[Coordinate annotation entries]

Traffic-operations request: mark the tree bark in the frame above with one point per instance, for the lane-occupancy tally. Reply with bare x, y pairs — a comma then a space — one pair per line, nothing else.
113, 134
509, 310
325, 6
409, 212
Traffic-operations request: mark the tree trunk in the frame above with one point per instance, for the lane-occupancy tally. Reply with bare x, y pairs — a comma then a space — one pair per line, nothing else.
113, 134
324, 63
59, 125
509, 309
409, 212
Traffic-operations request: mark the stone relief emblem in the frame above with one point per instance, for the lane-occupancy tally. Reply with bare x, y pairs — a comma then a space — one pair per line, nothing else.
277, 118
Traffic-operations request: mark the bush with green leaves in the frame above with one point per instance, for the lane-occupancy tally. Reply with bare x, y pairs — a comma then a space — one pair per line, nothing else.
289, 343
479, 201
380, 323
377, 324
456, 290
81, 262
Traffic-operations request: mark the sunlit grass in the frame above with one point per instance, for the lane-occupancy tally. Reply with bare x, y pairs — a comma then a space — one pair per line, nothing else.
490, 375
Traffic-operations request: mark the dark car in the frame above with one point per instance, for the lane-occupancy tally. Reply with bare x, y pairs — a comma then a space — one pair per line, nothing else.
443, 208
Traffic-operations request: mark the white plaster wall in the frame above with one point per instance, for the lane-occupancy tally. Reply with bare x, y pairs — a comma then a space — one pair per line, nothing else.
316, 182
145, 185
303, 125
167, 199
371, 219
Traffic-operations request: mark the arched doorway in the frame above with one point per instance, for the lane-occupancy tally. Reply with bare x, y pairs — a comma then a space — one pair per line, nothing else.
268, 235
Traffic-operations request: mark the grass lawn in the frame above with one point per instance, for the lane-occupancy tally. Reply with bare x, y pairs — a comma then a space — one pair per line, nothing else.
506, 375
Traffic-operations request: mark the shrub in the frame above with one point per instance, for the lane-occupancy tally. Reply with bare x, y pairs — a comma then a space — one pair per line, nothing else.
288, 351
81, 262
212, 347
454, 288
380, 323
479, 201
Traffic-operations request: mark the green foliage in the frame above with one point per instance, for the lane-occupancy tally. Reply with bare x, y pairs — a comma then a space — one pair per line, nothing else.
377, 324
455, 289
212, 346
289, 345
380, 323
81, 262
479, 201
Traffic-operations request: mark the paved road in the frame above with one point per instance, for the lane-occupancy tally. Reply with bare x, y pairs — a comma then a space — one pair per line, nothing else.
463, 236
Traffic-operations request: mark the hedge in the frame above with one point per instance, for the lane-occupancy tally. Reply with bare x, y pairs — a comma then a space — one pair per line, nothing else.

**Required task**
Can you reproduce the part of the data that opens with the line containing "Traffic-operations request: mark the paved" and closes at the end of the data, keeping every line, and adjust each coordinate in it by adding -33?

**Written response**
Traffic-operations request: mark the paved road in the frame above with one point per instance, for the lane-occupancy tally. Reply with bare x, y pairs — a comma then a space — one pair per line, nothing else.
430, 203
Traffic-operations request: mark the hedge in the frame above with one point per instance, for the lane-occupancy tally. Reply with bare x, y pairs — a comma then a space — one pair per line, nothing else.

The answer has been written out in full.